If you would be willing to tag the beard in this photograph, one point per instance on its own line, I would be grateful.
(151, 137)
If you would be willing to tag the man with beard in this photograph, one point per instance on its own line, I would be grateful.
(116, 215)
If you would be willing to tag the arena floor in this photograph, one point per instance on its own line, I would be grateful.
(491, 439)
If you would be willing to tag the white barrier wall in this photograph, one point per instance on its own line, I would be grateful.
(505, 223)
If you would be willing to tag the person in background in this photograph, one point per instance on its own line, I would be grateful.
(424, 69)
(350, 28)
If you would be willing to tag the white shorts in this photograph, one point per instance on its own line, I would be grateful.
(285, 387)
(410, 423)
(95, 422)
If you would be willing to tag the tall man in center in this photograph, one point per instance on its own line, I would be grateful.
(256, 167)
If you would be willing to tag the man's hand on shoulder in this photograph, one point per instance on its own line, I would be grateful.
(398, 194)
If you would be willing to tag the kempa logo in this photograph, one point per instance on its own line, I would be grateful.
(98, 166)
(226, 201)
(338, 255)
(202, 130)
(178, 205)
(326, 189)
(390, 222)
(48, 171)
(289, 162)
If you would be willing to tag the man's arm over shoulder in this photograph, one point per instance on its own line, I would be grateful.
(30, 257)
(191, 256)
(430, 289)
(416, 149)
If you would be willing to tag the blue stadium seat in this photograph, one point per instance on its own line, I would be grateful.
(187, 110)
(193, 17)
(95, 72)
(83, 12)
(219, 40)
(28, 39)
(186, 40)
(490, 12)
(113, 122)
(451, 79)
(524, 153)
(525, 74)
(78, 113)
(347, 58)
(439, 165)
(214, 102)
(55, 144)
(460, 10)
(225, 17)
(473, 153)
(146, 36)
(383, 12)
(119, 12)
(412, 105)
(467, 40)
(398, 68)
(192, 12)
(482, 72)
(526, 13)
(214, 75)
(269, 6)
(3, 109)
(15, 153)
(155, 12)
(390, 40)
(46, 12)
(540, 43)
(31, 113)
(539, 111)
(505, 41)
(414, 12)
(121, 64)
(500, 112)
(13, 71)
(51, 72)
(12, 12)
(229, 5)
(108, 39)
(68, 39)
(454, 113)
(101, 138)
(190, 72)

INSTRUCTIONS TO FOLLOW:
Revise the lines above by replacing "tag" with "mark" at every occurrence, and keep everything else unchanged.

EXPECTED OUTPUT:
If you would be willing to mark the beard in this photograph, one point per instance on its own line, I would be grateful.
(151, 137)
If you would be willing to mark the man with beard in this photograph, one point per instance on its own line, I would be grateful.
(116, 215)
If you would be willing to mark the arena floor in this photograph, one point per instance on its own line, I would be grateful.
(491, 439)
If you would be willing to mark the white barrier wall in this photograph, one point per instance on its own line, I would be grateful.
(505, 223)
If you would be willing to mark the person in background in this photograph, one point per instance on its own line, I would be grateful.
(424, 69)
(350, 28)
If you would be willing to mark the white shorts in this photograph, one point per instance on its own line, I would be grateful.
(285, 387)
(410, 423)
(95, 422)
If you would be willing to mark the tall man in center in this photograph, one point per instance on its own line, I would be grateful.
(256, 167)
If you would be willing to mark the man's hand on shoulder in this photograph, one point per instance on its own line, I would be grateful.
(398, 194)
If you would be willing to mark the kempa logo in this photograph, one point per instance on its own line, I would be grateful.
(98, 166)
(226, 201)
(338, 255)
(202, 130)
(178, 205)
(326, 189)
(390, 222)
(48, 171)
(289, 162)
If you would be willing to mark the man's arm over shoulder in this photograph, one point per instance on its own line, I would be grateful.
(30, 257)
(191, 256)
(430, 289)
(416, 149)
If you would be willing to mark the blue stadium seat in this photograph, one point per instance on its own line, I would be grateful.
(187, 110)
(193, 17)
(95, 72)
(83, 12)
(219, 40)
(28, 39)
(186, 40)
(490, 12)
(113, 122)
(451, 79)
(524, 153)
(525, 74)
(78, 113)
(347, 58)
(439, 165)
(214, 102)
(55, 144)
(460, 10)
(225, 17)
(473, 153)
(146, 36)
(383, 12)
(119, 12)
(412, 105)
(467, 40)
(398, 68)
(192, 12)
(482, 72)
(526, 13)
(214, 75)
(269, 6)
(3, 109)
(15, 153)
(155, 12)
(390, 40)
(46, 12)
(540, 43)
(31, 113)
(539, 111)
(505, 41)
(414, 12)
(121, 64)
(500, 112)
(13, 71)
(51, 72)
(12, 12)
(229, 5)
(108, 39)
(68, 39)
(454, 113)
(101, 138)
(190, 72)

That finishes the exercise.